* AUFTRAG A:
Zeige jede Zeile der Datensätze, in der das Wort "bank" vorkommt. Groß- und Kleinschreibung sind dabei zu beachten.

------

Stevens erzählt dann ein paar Anekdoten, die auch in seinem Buch vorkommen. Von Sylvie Meis, der früheren Frau von Rafael van der Vaart, erzählt er zum Beispiel. "Ein Spieler braucht geistige Ruhe", sagt er, diese habe van der Vaart von seiner Frau jedoch nie bekommen, "sie hat Rafael geschadet". Ganz leicht knurrt er dabei, nur kurz, kaum merklich.

"Wenn du ein Lied von Schalke singst, singt er mit"

Lieber erzählt er ohnehin von Rudi Assauer, dem langjährigen Manager von Schalke 04, dem er so viel verdankt. Als dieser ihn verpflichtet habe, sagt Stevens, "war ich ein Nobody". Es entwickelte sich eine im Fußball seltene Männerfreundschaft, die bis heute hält. Vor wenigen Wochen erst hat Stevens den inzwischen an Demenz erkrankten Assauer besucht. Er erzählt, dass Gespräche schwierig geworden seien. "Aber wenn du ein Lied von Schalke singst, singt er mit, jedes Wort haut er dann rein." Wenn er ihm die Hand drückt, sagt Stevens, "dann sehe ich etwas in seinen Augen". Seinem Freund hat er in der Biografie, die im Februar in Deutschland erscheint, ein ganzes Kapitel gewidmet.

------

* AUFTRAG B:
Wann erscheint die Biografie von Stevens laut dem Auszug in Deutschland?

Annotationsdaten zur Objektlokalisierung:
------

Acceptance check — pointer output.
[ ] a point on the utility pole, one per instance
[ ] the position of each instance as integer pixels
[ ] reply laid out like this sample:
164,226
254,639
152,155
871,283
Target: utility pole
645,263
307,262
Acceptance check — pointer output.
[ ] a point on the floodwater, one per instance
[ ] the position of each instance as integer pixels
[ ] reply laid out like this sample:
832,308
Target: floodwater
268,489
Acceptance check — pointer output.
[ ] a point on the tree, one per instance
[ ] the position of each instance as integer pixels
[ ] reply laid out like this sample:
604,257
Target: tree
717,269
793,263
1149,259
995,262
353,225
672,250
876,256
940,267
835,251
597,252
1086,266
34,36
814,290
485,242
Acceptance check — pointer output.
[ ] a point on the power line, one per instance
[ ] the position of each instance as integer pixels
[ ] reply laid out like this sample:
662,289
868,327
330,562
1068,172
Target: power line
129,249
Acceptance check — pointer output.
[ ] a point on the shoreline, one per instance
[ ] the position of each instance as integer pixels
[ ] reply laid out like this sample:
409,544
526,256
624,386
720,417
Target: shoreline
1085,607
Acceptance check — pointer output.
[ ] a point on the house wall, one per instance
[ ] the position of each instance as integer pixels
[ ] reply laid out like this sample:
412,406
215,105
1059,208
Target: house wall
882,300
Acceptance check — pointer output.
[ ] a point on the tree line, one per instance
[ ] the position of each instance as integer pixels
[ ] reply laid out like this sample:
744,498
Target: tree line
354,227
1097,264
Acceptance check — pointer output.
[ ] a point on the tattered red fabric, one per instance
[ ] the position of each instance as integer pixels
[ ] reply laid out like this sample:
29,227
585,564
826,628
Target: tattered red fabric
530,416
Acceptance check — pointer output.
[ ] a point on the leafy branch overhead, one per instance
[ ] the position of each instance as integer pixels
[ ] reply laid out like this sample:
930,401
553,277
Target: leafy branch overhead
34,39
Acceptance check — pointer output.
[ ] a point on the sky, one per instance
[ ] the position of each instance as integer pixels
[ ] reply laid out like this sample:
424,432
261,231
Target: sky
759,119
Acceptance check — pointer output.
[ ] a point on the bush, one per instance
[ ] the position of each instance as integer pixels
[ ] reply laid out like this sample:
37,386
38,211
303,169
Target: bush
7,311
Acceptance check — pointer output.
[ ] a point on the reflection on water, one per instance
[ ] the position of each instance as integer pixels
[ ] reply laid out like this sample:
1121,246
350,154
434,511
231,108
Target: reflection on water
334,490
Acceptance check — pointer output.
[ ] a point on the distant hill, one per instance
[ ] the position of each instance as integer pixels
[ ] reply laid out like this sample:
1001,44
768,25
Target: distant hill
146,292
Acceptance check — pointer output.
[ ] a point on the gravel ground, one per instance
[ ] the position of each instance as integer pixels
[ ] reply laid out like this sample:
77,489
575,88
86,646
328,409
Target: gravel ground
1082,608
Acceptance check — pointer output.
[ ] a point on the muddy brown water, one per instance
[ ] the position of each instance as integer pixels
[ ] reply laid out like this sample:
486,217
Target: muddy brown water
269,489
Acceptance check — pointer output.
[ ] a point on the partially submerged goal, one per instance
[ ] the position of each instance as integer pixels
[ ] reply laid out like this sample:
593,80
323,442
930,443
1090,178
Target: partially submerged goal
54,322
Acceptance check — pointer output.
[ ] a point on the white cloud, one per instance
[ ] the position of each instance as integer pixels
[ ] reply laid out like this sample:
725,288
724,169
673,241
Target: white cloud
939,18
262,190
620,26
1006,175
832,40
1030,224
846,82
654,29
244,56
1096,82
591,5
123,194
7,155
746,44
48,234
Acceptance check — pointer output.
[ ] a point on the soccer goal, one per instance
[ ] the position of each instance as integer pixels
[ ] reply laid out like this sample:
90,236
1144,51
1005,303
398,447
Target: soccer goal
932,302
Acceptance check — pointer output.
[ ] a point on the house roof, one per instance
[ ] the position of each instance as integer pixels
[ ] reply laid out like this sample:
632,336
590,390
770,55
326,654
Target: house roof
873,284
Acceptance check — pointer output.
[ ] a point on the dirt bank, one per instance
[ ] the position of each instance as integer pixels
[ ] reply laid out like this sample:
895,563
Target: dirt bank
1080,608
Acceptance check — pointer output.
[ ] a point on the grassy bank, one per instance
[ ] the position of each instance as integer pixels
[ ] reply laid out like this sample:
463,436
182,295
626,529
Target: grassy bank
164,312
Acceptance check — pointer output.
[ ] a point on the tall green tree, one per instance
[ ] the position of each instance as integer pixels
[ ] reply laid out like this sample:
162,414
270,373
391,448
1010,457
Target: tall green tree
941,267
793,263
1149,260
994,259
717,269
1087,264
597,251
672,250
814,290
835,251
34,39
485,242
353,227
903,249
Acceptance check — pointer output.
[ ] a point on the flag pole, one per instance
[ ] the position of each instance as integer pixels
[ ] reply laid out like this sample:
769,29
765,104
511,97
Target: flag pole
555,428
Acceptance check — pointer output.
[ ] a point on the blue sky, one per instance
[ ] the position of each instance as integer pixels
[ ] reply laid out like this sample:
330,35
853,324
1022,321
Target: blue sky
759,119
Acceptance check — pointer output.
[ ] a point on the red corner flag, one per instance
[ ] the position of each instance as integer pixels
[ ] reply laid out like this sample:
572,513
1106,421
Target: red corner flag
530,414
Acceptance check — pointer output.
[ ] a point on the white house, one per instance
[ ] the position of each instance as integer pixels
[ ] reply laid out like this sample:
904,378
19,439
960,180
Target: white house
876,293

------

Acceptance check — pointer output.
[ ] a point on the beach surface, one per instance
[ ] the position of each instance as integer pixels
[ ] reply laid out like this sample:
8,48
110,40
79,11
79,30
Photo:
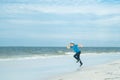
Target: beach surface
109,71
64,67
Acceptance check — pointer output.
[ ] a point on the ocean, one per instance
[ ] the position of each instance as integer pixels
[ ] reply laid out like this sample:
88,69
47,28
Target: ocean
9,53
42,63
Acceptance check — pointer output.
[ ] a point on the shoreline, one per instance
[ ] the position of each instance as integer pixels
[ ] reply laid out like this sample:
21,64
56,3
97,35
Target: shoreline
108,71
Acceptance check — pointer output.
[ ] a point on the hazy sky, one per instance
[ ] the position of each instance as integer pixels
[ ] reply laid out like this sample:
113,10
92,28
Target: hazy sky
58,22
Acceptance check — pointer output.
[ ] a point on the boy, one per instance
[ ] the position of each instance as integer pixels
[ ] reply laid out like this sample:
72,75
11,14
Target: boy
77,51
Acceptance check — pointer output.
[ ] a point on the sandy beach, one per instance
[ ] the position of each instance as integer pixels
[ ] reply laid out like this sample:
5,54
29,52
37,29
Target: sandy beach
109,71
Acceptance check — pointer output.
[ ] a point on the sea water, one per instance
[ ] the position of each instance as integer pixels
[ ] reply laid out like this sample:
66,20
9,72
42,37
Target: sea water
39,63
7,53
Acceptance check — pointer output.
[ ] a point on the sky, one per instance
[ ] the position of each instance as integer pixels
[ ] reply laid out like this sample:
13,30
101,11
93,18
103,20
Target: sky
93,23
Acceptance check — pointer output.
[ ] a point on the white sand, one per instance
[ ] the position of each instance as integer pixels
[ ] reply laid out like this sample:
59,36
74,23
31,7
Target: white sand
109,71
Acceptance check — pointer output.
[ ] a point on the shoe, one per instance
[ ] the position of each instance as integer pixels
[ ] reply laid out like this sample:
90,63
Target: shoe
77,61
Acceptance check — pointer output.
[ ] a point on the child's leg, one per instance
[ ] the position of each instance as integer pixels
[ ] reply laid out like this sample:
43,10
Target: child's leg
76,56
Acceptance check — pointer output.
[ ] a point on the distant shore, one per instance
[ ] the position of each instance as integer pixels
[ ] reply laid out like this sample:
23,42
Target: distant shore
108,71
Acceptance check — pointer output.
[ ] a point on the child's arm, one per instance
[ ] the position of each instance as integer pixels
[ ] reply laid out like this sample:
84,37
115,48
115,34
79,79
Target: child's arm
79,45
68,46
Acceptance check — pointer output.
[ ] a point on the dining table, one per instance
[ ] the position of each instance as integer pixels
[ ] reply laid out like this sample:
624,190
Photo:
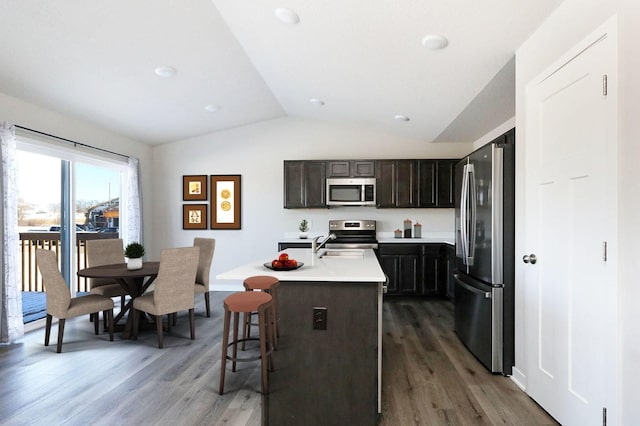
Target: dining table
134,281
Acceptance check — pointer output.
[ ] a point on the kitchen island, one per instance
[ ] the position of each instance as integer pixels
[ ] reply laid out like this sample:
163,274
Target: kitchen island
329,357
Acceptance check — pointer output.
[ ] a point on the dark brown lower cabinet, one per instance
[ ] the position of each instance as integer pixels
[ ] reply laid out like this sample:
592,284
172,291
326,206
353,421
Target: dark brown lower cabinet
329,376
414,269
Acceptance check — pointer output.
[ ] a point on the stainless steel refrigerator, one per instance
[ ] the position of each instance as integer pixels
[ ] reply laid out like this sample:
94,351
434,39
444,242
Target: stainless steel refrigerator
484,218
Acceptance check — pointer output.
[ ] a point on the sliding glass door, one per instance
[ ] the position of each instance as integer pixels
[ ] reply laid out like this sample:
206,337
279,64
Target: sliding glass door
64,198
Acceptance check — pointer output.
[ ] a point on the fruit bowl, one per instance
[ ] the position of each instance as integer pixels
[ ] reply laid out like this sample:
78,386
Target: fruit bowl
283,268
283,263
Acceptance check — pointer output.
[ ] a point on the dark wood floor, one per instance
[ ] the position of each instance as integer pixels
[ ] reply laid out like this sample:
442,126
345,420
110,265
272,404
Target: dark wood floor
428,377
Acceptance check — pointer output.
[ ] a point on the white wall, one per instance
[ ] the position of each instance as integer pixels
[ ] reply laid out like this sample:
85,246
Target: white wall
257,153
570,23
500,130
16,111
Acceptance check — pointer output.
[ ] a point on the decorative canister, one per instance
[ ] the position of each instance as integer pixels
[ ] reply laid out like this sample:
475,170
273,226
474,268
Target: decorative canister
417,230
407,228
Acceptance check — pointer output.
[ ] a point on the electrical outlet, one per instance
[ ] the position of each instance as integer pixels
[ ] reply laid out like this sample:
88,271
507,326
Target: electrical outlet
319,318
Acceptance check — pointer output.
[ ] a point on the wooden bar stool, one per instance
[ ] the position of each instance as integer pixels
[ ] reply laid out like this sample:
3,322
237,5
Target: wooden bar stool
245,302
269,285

------

* LÖSUNG DER AUFGABE A:
[ ] a point on the dirt bank, one per instance
Target: dirt bank
[ ] a point on the grassy bank, one per instance
Target: grassy bank

* LÖSUNG DER AUFGABE B:
Im Februar.